* begin *
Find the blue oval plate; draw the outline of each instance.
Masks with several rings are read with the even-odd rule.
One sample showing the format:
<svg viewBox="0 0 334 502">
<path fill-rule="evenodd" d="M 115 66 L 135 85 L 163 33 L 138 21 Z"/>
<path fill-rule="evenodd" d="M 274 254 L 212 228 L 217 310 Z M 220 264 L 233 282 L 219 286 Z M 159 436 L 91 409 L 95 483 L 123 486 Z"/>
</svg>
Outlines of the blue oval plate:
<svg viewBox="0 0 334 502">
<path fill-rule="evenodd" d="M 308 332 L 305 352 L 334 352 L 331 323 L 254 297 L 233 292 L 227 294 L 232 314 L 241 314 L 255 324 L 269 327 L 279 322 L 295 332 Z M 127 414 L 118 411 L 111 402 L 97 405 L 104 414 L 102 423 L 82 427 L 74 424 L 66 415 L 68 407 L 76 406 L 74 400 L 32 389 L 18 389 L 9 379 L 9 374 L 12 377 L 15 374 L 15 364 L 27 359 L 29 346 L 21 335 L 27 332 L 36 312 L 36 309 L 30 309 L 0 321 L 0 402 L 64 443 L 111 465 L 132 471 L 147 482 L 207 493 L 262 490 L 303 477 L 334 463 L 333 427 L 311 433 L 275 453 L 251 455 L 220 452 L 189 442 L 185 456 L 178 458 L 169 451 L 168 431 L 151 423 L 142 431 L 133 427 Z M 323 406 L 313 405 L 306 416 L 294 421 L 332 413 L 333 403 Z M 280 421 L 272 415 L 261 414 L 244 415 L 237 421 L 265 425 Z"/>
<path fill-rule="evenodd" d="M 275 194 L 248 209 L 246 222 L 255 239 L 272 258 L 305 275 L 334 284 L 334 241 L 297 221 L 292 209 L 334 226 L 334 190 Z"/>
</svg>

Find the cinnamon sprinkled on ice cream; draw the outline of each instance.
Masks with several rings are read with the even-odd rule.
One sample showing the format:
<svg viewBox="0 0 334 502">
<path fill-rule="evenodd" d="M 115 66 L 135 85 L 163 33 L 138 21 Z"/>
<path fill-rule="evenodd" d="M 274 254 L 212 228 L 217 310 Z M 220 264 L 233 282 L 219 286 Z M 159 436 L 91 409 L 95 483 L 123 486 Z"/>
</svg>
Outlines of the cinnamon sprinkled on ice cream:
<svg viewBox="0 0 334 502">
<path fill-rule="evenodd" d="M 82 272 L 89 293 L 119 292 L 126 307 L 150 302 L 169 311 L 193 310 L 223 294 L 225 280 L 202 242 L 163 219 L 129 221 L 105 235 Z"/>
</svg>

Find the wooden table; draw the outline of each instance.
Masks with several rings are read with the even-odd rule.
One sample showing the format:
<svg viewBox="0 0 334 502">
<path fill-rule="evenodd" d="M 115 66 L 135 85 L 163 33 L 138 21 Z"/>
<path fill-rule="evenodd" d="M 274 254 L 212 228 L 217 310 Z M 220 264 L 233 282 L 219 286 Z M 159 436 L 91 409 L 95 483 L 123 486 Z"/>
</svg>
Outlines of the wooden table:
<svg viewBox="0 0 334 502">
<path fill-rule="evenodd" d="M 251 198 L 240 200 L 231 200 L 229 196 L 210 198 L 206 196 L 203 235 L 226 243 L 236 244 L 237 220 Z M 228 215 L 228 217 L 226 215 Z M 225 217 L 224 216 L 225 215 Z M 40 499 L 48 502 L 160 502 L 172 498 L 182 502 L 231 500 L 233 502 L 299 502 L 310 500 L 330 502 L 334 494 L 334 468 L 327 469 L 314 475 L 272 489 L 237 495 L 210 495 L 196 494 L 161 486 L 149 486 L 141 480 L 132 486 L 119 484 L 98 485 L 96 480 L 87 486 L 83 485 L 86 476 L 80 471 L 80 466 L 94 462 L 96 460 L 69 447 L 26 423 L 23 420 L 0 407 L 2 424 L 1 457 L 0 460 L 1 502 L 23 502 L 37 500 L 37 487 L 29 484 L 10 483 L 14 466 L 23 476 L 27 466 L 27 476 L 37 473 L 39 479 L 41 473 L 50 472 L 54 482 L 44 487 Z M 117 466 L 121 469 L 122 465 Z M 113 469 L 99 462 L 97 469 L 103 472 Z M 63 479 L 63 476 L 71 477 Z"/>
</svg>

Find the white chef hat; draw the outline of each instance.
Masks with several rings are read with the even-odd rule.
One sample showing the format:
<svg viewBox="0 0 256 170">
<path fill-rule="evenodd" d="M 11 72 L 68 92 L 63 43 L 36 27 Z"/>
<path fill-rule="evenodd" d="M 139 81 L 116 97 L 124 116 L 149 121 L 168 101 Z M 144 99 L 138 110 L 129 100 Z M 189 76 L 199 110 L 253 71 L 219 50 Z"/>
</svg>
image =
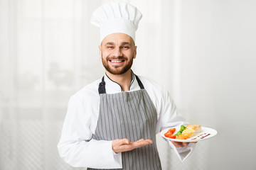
* end *
## Instructions to follow
Retype the lines starting with the one that contains "Find the white" and continuing to the end of the lines, with both ends included. Leave the picture out of your answer.

## Result of this task
Find the white chef hat; draw the outline of each instance.
Masks with several rings are read with the even-odd rule.
One sample showing the format:
<svg viewBox="0 0 256 170">
<path fill-rule="evenodd" d="M 11 72 L 68 92 L 63 43 L 36 27 Z"/>
<path fill-rule="evenodd" d="M 139 81 L 116 97 L 124 116 L 149 121 L 168 101 Z M 144 99 L 138 110 L 129 100 Z M 189 76 L 199 110 L 253 71 L 219 50 Z"/>
</svg>
image =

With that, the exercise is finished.